▶ [DOCUMENT SEGMENT]:
The second aspect is how Bonhoeffer helped hid fellow-conspirators in dealing with the issue of taking violent action, of assassinating the murderous dictator. I don’t know whether Bonhoeffer knew the Talmud-saying: “The Holy One – blessed be His Name – says ‘even when a criminal is killed, one of my creatures is destroyed.’ If God is burdened that much by the spilled blood of a criminal, how much more will the Holy One be burdened by the spilled blood of the innocent, the righteous?” But that verse (I don’t know the exact source) brings together the dilemma those men faced: The Torah commands us not to murder (by the way, I really like the Buber-Rosenzweig rendition of that commandment; instead of the familiar “You shall not kill” they say “Morde nicht” Murder Not!) It also commands us to “love the neighbour.” Here discipleship is caught between conflicting commandments. The resisters seeking to bring an end to Hitler’s genocidal politics eventually realized that they had no other option for ending the killing except to resort to murder, that is to break the commandment “Murder Not!” and make use of violence. The love of neighbour compelled that action; they had to destroy one of God’s creatures and burden God with spilling the blood of the criminal dictator. But the God whom they worshipped was much more burdened by the spilled blood of the children and children’s’ children of Sarah and Abraham and many others.

▶ [MATERIAL SHOWN]:
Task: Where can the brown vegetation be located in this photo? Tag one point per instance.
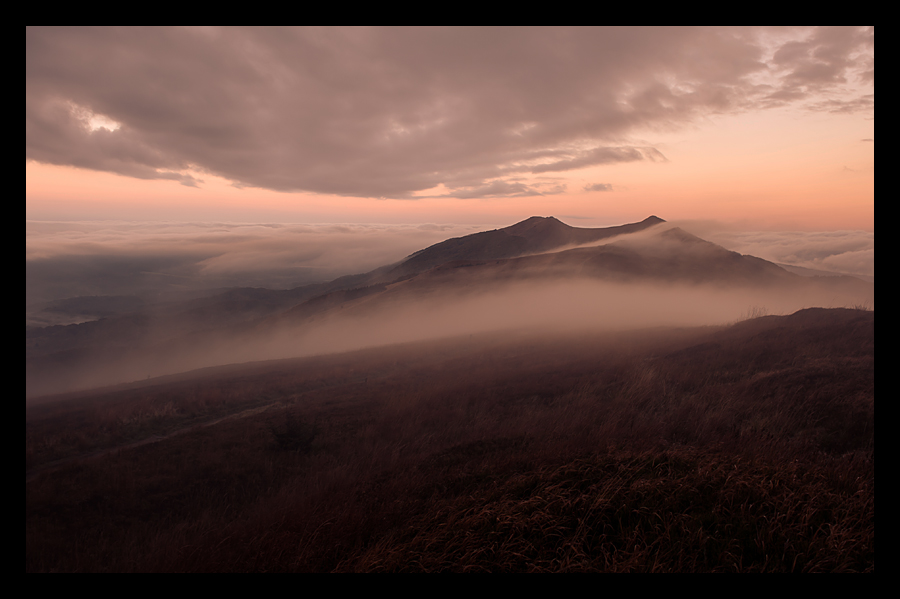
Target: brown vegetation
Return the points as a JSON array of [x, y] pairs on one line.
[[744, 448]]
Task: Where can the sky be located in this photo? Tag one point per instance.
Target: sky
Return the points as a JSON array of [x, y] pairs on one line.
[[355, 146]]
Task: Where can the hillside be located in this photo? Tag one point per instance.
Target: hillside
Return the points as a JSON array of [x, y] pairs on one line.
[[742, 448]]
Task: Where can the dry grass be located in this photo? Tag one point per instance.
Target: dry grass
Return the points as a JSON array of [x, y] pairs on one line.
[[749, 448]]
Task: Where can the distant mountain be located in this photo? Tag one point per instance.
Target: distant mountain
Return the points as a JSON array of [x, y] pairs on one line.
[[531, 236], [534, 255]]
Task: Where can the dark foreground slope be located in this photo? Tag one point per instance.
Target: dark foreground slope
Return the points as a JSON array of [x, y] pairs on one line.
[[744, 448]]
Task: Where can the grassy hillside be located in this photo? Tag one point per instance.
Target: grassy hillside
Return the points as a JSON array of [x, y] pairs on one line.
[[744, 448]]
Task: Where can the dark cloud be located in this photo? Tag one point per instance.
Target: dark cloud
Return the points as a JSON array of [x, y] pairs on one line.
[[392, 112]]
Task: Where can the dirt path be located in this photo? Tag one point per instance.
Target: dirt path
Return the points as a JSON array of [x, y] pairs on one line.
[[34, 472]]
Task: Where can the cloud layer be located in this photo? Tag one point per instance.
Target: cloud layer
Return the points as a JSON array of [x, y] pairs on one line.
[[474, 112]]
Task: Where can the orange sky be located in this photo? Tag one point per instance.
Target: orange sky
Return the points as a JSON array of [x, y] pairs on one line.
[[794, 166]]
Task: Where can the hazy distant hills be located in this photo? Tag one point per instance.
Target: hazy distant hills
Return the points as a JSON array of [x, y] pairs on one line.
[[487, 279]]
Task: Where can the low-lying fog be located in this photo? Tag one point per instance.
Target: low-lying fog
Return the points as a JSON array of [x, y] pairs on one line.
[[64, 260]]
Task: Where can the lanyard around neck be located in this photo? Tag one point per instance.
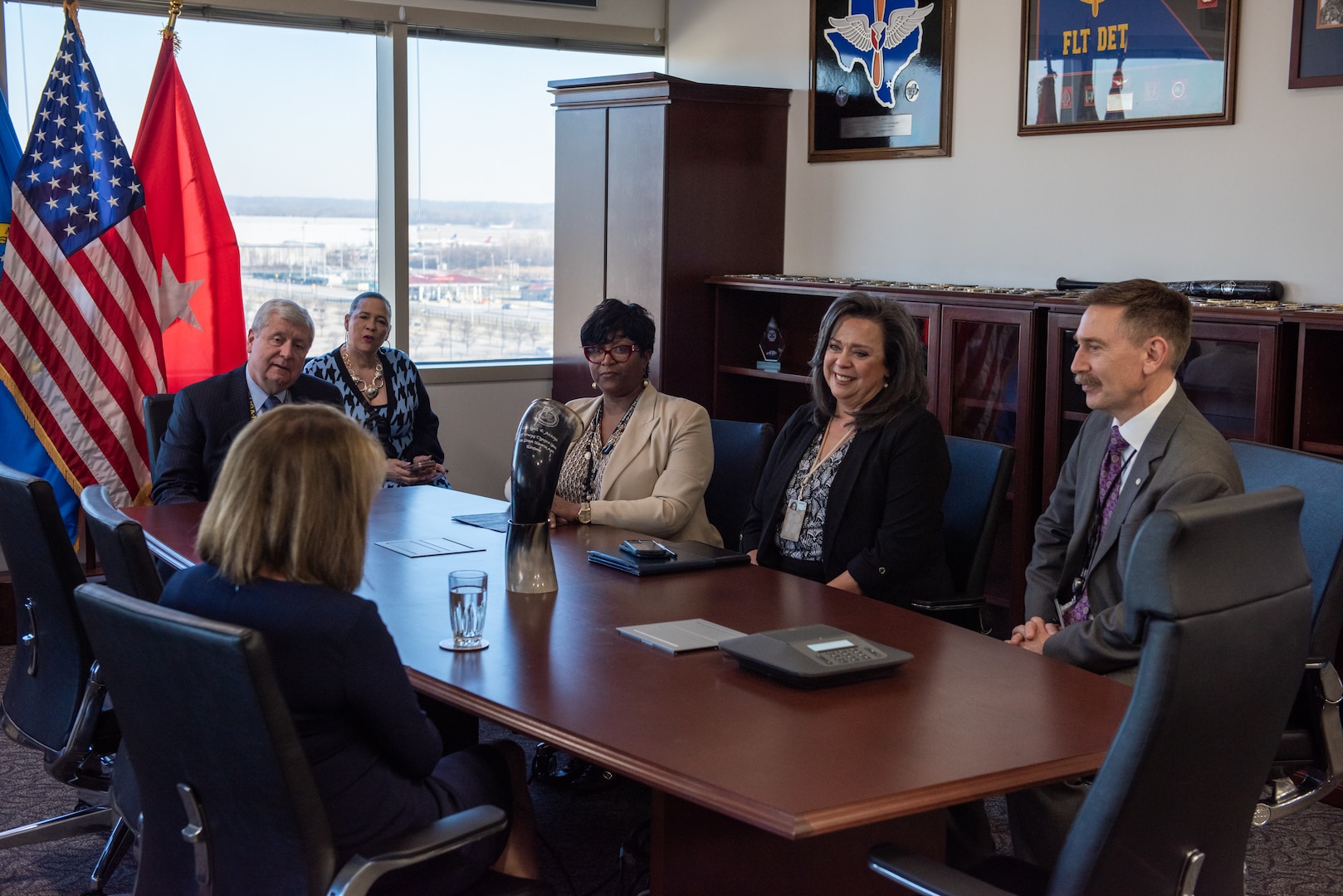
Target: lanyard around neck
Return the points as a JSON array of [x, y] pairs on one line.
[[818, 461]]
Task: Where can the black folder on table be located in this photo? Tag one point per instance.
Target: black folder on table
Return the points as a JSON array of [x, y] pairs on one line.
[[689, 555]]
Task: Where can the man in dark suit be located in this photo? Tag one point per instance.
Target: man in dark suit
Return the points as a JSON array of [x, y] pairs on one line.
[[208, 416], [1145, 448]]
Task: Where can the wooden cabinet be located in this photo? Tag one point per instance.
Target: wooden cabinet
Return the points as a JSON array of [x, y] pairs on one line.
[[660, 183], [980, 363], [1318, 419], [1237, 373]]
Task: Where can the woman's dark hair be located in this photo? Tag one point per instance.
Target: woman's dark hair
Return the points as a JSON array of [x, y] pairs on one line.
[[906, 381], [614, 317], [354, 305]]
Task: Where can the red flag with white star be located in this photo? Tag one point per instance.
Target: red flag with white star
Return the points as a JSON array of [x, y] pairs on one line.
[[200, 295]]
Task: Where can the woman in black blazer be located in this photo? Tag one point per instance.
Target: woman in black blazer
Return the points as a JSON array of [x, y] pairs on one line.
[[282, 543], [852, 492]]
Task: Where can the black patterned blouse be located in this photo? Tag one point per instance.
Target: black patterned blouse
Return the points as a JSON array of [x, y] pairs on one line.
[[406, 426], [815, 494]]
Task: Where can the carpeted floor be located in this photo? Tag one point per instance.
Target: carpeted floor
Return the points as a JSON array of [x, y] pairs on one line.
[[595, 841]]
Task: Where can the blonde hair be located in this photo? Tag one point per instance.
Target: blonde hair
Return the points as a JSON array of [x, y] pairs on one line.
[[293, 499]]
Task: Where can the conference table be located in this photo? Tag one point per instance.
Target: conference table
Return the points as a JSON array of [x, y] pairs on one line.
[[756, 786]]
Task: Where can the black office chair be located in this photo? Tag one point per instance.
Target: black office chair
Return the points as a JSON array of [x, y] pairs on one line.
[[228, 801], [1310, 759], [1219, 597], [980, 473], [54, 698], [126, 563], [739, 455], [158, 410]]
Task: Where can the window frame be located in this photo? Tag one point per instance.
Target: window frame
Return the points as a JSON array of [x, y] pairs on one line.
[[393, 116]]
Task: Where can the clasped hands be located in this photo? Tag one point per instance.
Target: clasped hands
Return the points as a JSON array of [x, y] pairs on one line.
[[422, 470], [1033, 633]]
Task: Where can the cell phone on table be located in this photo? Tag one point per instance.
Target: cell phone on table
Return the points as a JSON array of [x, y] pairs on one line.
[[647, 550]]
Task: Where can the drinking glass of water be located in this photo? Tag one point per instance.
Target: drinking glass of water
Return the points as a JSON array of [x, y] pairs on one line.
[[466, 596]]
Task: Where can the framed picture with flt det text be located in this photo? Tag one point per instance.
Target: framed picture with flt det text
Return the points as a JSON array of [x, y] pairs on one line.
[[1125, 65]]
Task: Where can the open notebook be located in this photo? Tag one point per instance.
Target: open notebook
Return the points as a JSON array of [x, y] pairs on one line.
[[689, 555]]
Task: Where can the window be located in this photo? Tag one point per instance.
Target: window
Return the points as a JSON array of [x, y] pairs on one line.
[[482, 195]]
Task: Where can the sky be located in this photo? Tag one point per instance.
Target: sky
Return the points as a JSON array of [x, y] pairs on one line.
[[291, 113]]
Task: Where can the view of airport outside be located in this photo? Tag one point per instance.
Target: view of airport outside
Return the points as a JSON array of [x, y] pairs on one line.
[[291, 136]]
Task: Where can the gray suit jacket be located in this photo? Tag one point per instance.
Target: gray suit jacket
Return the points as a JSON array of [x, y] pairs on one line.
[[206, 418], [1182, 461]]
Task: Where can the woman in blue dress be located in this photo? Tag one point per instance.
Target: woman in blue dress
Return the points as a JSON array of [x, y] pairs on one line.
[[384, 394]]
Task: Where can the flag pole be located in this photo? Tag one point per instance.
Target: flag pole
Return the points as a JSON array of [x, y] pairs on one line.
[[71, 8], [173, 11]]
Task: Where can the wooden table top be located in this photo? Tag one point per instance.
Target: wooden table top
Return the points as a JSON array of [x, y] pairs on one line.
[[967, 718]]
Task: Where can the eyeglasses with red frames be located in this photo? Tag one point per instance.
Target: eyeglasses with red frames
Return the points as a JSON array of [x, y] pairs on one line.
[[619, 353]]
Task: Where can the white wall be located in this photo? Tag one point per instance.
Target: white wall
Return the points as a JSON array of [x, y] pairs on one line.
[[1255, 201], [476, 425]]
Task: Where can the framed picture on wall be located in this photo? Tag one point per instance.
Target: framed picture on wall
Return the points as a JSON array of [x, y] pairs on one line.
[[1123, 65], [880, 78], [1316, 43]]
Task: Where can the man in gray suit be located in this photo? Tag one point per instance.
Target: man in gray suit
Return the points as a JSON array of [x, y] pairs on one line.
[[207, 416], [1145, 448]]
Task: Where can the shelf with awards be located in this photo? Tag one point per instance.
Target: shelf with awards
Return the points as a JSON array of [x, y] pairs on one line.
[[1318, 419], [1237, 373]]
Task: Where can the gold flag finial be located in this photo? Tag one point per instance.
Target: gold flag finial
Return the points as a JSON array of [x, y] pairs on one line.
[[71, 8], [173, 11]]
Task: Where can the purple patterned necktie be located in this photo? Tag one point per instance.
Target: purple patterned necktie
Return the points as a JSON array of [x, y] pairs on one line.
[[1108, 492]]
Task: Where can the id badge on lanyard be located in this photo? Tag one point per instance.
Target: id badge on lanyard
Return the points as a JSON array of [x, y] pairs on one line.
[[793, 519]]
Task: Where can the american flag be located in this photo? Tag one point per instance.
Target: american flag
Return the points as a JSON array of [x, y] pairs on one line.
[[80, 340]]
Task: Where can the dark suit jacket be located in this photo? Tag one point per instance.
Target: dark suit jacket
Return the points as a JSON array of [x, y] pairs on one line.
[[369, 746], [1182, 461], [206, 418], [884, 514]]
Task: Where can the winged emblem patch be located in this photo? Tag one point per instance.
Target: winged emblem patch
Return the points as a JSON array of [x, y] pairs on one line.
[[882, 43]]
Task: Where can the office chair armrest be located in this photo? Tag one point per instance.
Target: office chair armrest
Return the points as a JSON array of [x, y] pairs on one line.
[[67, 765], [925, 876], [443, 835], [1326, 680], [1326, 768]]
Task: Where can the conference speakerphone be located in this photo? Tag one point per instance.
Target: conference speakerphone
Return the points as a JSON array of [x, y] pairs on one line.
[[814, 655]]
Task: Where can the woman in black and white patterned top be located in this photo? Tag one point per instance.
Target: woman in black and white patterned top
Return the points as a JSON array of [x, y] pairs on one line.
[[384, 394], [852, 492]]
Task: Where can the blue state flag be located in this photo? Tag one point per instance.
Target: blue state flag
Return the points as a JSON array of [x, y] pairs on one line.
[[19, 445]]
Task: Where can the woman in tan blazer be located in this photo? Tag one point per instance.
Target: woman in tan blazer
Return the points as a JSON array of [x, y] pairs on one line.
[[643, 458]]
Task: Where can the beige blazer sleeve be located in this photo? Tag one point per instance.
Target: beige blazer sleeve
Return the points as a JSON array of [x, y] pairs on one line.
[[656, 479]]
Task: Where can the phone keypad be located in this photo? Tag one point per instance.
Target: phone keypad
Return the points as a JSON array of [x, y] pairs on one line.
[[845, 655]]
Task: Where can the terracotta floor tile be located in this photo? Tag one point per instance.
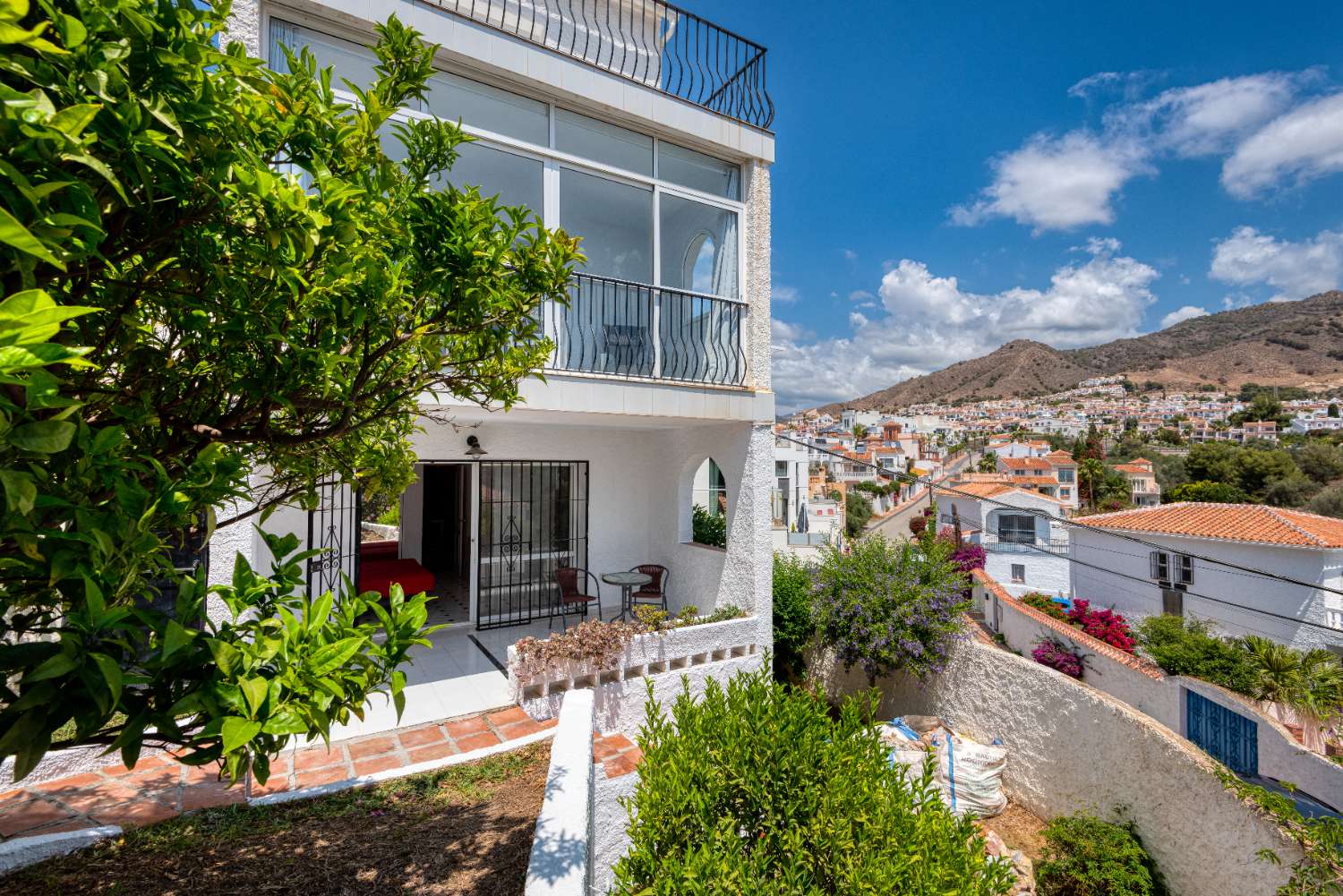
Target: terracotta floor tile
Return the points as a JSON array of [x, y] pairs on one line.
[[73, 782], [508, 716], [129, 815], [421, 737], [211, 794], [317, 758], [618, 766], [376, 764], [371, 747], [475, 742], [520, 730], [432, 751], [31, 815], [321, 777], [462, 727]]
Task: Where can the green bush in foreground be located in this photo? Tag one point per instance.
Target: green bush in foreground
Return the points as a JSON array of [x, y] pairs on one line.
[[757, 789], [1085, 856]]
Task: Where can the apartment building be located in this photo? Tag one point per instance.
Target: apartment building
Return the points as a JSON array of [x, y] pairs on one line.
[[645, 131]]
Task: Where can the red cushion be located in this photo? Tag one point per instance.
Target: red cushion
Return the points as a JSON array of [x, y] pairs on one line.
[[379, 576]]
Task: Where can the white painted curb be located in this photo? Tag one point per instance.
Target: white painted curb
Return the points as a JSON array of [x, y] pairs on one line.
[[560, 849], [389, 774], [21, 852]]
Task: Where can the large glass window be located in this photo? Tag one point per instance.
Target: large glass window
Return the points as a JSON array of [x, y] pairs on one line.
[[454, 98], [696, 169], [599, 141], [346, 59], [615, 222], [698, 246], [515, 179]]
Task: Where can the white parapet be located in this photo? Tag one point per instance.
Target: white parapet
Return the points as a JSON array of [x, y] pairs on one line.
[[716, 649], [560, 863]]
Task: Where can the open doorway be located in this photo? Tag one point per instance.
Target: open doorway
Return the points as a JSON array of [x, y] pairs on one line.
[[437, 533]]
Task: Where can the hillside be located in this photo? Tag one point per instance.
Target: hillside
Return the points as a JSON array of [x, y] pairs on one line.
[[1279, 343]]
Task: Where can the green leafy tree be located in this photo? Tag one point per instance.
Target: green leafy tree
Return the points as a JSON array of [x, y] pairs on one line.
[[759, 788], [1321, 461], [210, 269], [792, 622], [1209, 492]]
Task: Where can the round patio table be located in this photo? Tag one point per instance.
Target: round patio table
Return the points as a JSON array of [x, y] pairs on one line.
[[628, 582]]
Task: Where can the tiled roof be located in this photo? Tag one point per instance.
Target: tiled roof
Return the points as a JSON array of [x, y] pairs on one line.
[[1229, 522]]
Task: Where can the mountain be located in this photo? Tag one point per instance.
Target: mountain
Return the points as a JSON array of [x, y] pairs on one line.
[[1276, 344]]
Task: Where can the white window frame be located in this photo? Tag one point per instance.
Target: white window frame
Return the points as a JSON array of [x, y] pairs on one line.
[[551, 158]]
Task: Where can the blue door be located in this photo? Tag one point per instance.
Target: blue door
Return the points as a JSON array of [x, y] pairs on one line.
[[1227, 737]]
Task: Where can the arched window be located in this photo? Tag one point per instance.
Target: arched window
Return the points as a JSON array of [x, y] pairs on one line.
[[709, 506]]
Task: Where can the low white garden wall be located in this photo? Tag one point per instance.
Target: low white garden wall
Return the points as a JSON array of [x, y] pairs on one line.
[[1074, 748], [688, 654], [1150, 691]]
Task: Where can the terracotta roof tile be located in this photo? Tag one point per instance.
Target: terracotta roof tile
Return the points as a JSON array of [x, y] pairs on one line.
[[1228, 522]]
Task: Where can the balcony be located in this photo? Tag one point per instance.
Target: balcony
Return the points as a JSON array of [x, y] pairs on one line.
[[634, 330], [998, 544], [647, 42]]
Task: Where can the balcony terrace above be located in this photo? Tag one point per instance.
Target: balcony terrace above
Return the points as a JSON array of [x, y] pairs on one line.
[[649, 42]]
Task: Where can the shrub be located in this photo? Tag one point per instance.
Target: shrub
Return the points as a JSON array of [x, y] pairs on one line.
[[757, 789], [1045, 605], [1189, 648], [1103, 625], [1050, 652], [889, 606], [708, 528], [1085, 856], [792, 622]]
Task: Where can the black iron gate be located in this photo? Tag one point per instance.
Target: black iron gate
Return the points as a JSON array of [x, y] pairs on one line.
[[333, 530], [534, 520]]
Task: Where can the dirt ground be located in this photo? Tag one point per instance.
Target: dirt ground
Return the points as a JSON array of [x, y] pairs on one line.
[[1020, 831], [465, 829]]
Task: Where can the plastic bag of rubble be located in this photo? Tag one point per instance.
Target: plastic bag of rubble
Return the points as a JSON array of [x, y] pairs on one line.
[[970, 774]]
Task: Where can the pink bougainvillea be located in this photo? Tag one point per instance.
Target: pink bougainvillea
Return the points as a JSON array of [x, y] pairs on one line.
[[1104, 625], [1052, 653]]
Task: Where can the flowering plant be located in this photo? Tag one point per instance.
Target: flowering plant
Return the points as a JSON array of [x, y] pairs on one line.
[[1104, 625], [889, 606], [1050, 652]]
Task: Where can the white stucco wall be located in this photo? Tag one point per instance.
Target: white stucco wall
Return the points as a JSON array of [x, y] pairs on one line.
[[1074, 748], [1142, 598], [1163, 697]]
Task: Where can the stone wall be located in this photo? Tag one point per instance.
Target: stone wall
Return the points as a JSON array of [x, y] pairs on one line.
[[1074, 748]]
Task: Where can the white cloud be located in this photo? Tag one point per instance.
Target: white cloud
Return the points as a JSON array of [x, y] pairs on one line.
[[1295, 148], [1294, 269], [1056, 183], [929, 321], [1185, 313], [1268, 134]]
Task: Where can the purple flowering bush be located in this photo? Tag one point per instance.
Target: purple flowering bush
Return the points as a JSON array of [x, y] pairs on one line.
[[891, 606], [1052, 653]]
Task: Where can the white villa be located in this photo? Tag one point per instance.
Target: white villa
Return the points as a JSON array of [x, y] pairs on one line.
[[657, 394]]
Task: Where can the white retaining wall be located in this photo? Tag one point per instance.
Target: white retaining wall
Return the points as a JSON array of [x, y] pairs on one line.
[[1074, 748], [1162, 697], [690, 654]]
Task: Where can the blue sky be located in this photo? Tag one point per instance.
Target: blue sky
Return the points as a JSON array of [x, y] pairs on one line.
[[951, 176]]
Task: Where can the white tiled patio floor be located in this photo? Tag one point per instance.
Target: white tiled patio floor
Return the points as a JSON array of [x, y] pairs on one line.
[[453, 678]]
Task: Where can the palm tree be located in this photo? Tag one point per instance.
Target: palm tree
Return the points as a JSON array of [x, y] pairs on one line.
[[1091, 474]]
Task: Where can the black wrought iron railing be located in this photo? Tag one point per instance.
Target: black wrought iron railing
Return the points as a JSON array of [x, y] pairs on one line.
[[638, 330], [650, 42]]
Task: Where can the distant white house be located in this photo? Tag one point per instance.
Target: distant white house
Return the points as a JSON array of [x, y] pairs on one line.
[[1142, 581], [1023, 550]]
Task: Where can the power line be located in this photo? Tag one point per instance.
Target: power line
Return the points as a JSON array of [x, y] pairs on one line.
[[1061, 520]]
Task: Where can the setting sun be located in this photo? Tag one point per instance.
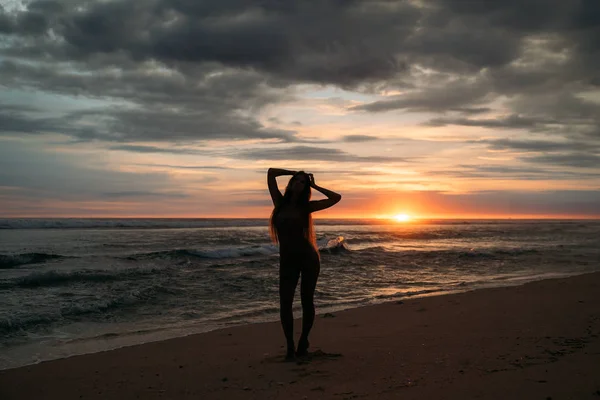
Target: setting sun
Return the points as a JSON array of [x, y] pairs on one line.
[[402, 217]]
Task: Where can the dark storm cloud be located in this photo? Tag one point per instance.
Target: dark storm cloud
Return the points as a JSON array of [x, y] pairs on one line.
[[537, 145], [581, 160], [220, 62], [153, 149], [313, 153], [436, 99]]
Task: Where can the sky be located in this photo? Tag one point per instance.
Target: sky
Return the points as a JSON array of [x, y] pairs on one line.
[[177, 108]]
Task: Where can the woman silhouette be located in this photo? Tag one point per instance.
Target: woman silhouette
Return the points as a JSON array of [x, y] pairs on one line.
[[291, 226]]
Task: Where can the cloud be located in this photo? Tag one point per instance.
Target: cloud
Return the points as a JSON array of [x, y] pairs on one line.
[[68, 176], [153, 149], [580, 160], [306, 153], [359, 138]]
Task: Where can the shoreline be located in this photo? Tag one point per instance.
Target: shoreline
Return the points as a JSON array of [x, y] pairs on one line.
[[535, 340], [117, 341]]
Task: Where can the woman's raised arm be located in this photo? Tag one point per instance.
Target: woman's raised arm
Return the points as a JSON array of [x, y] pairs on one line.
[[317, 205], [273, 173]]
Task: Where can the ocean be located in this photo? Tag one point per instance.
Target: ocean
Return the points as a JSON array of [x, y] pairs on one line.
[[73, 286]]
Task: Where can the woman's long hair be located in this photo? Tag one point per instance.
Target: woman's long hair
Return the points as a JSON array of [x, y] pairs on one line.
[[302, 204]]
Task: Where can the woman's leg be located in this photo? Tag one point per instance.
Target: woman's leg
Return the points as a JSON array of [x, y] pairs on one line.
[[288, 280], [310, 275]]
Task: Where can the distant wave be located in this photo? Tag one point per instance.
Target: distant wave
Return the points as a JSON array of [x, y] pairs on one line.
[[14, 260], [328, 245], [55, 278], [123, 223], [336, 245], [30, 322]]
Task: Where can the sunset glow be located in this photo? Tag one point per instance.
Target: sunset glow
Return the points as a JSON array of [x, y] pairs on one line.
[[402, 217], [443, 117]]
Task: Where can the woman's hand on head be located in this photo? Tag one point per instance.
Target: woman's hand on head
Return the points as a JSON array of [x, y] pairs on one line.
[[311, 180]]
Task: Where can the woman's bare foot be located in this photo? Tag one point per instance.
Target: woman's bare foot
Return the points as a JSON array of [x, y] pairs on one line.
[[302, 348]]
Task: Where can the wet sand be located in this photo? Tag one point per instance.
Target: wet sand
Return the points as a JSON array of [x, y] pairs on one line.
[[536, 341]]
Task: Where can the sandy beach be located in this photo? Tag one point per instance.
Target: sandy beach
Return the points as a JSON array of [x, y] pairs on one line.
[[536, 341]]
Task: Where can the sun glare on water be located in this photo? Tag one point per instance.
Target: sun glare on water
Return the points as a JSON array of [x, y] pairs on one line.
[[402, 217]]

▶ [EXERCISE REQUIREMENTS]:
Extend the passage about Bonhoeffer and the conspirators' dilemma over killing Hitler, picking up after its final sentence.

▶ [ANSWER TO THIS EXERCISE]:
The reason why I refer to that particular historical situation is because of the theological foundation on which Bonhoeffer advanced his support for choosing obedience to the commandment to love the neighbour and rejecting obedience to obey the one that prohibits murder. Another reason for my addressing this particular option is that – as you will see in a moment – I want to include repentance as an essential feature of resistance. – It was very clear to Bonhoeffer that in practice almost every form of resistance incurs guilt in one way or another, be it through breaking laws of the land, offending human rights, twisting moral principles, ignoring divine laws. What Bonhoeffer understood was that the assumption that we can exist before God without guilt is baseless, but not on account of what the church speaks of as “original sin” or what Reinhold Niebuhr in his brilliant work Moral Man and Immoral Society calls “man’s inclination to injustice.” Bonhoeffer, who had been Niebuhr’s student, builds on God’s calling us into freedom to act responsibly, that is to say, our obligation to weigh what options are open to us to act in the doing of justice and then deciding by means of reason exercised in community what action is to be taken, even it that will render us guilty. And – the for me – theological breakthrough is the willing acceptance of guilt that Bonhoeffer urges us to embrace. In his retrospective on the years since Hitler’s ascension to power, entitled After Ten Years, he writes”
…free responsibility is founded in a God who calls for the free venture of faith into responsible action and who promises forgiveness and consolation to those who on account of such action becomes guilty… I believe that God can and will let good come out of everything, even the greatest evil…I believe that even our mistakes and shortcomings are not in vain and that it is no more difficult for God to deal with them than with our supposedly good deeds. I believe that God is no timeless fate but waits for and responds to sincere prayer and responsible actions.
A recent interpreter of Bonhoeffer, Sabine Dramm, speaks here of “the liberation to accept guilt.” This is an important concept in that it leads to an understanding of resistance that includes metanoia, the Greek term that implies turning back, turning around, turning in a different direction, a reorientation of purpose, and the subsequent commitment to seeking new justice-based relationships.
I turn now to Beyers Naudé and, with his own words, transition to the last of the witnesses I named earlier: Ray Aldred.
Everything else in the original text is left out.